Work instructions: When a line of the records below contains the string "positive", copy that whole line.

--- START ---

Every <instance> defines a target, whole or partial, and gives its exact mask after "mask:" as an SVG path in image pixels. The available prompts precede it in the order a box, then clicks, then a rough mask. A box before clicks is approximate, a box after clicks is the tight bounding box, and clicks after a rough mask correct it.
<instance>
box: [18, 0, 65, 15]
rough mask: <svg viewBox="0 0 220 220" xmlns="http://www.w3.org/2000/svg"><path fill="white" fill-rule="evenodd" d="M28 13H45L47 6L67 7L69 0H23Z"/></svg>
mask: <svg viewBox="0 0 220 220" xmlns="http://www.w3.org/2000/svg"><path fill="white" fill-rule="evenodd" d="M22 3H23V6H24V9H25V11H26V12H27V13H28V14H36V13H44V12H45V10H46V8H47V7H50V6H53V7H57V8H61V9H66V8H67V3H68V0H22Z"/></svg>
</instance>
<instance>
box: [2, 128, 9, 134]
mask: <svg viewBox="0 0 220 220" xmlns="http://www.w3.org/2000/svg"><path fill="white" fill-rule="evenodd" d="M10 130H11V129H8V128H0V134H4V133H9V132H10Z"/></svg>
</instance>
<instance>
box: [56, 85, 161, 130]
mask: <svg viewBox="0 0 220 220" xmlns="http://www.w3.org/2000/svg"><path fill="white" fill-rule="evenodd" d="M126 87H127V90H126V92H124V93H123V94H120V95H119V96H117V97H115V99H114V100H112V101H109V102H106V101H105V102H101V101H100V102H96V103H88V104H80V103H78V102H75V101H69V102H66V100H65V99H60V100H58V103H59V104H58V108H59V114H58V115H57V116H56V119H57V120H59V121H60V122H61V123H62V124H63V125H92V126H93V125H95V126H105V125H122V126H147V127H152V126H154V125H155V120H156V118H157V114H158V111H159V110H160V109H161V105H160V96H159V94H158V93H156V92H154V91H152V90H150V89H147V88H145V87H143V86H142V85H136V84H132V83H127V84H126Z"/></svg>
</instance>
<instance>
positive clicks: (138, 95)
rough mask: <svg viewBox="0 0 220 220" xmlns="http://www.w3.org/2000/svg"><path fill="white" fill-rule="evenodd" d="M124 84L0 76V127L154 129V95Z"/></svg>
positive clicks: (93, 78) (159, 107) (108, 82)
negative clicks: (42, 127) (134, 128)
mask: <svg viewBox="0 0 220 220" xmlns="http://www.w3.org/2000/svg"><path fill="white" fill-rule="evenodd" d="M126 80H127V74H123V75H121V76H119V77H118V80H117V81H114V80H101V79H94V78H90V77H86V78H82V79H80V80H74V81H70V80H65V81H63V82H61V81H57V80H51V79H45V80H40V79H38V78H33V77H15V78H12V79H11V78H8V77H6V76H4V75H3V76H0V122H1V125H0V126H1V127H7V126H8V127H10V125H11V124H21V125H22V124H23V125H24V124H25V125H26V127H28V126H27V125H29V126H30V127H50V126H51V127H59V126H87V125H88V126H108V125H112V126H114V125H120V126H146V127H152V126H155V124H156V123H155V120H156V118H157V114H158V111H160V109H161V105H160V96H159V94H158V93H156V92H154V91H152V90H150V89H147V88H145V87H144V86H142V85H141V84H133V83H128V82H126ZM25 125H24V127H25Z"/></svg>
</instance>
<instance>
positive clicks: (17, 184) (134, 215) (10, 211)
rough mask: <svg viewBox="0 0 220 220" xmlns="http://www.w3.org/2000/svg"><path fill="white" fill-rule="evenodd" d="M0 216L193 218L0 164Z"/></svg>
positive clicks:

--- END ---

Written solution:
positive clicks: (138, 95)
positive clicks: (93, 78) (159, 107) (108, 82)
positive clicks: (17, 184) (134, 215) (10, 211)
positive clicks:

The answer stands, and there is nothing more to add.